# WHAT TO PRODUCE
Select every line in the entries below that contains the word "cloud", and copy those lines. Case counts.
============
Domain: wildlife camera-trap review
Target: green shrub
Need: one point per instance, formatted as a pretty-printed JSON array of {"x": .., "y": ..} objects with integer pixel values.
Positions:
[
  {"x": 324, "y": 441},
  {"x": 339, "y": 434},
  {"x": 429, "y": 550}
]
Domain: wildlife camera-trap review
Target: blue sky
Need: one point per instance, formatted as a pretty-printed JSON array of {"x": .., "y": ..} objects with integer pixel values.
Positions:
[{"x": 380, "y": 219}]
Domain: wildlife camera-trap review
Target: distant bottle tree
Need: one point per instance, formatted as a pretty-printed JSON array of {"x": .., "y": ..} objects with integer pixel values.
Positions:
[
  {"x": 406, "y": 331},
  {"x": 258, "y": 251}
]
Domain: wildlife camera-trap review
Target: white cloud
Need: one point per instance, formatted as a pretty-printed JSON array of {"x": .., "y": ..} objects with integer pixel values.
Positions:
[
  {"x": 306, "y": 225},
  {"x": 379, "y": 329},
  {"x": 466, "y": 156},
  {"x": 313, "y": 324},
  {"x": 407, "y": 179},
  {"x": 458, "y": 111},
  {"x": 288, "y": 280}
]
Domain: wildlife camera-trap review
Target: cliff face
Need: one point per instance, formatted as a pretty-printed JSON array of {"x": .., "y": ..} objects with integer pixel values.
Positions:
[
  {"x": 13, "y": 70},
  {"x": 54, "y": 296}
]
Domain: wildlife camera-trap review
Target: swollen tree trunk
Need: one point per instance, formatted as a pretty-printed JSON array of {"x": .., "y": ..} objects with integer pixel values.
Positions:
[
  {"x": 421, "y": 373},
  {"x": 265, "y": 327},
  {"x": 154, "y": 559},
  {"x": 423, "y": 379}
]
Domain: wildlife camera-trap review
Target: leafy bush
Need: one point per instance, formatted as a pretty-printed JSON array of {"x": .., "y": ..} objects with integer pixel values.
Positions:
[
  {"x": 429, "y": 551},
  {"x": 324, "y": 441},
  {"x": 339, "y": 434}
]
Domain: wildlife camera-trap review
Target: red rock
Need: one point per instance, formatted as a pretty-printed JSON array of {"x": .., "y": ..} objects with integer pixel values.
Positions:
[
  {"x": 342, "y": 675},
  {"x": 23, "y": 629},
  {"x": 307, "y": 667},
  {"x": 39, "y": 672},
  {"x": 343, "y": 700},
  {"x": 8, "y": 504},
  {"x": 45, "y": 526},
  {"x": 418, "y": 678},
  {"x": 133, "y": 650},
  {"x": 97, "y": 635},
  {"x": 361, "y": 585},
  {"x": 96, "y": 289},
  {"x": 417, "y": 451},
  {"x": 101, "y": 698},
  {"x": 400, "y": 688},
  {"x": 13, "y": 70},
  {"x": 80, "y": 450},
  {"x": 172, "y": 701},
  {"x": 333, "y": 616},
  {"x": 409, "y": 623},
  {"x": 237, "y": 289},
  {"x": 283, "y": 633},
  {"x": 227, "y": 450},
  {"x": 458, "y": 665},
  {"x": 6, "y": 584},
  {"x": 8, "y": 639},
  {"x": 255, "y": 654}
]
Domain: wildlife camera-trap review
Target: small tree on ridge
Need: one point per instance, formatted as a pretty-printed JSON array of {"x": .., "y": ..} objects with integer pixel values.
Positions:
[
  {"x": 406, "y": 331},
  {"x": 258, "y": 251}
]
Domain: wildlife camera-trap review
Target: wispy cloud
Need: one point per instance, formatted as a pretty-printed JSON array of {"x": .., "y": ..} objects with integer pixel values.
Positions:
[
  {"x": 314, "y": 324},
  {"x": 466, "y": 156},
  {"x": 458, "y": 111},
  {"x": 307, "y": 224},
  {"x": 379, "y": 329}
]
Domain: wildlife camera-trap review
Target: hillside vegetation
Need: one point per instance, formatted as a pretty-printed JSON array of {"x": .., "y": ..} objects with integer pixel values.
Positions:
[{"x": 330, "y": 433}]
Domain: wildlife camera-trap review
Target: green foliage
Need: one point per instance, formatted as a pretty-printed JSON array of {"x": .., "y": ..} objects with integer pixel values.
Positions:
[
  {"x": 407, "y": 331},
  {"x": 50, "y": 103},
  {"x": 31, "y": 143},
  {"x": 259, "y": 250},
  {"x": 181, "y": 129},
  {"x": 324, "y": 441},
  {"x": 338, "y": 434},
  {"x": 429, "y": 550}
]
============
# FINAL RESULT
Target: white cloud
Target: wispy cloud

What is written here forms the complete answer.